● WORK INSTRUCTIONS:
• 1. Answer these questions about the forum post, using only what it states.
(a) How long ago did the poster find the website for cross dressers in the area?
(b) Who sent the poster the email about the get-together?
(c) Where is the get-together going to be held?
• 2. Continue the forum post about the invitation to a cross dressers' get-together, starting after its last sentence.

● SOURCE EXCERPT:
--- START ---

View Full Version : A Great Opportunity -But I need your thoughts
EllieOPKS
11-22-2011, 10:21 AM
So, if you saw my first posts you would have said this guy is so deep in the closet he could possibly find the first black hole. After a few years of evolution, I have come a long way - for me at least. I still stay concealed but have ventured out multiple times under the cover of darkness and in my car. The Reason I tell you this is for you to see where I am in my "evolution".
Now, for my current opportunity. A couple of years ago I found a website for cross dressers in my area. I attempted to contact some of the girls but to no avail. I assumed the group had disbanded and so I gave up on it, until yesterday. I received an email from the founder of the web site. She told me a bunch of the girls were going to have a get together in a couple of weeks and I was invited. I was thrilled except for the fact that it was going to be at a local bar restaurant. I know the place is gay friendly but the primary clientele is straight.
Your advice please.
Try and remember back to the very first time you had the opportunity to meet with other girls. Was it your first time in public dressed or did you go to the first meeting in drab?
If you invited someone to a get together you organized, would it offend you if someone showed up in drab?

--- END ---

● DATA BLOCK:

--- START ---

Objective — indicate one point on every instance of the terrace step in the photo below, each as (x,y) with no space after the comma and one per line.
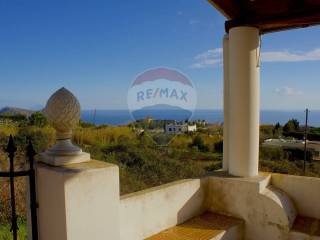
(305,228)
(208,226)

--- END ---

● ANSWER LIST:
• 1.
(a) A couple of years ago.
(b) The founder of the web site.
(c) At a local bar restaurant.

• 2.
I hope you can figure out by the questions I ask that I have all intention being respectful of the girls who are kind enough to welcome me, but I am also nervous as cat at the thought of making my public debut as Ellie, especially in the city where I live. Your advice and thoughts would be greatly appreciated.
Tammy V
11-22-2011, 10:30 AM
The first time i met another tgirl it was in a private setting and had a few of those before I went out to a club or in public. It sounds like a great opportunity for you though, because not only will you be in a good environment (the gay friendly clubs are generally very accepting), but you will be with others like yourself and they all had a first time out also and should be comforting and supporting. Good luck and have fun!
Kimberly Long
11-22-2011, 10:49 AM
Girl go for it, hold your head up high and be proud of who your are. I still remember my first night out, it was nerve shaking. But no one said anything to me, so I assumed I passed. I have not been to a gay club, but many others on this site have and I agree with Tammy. They are more accepting.
A word of advice try not to over dress, you will fit in better.
I wish you the best and let us know how it went.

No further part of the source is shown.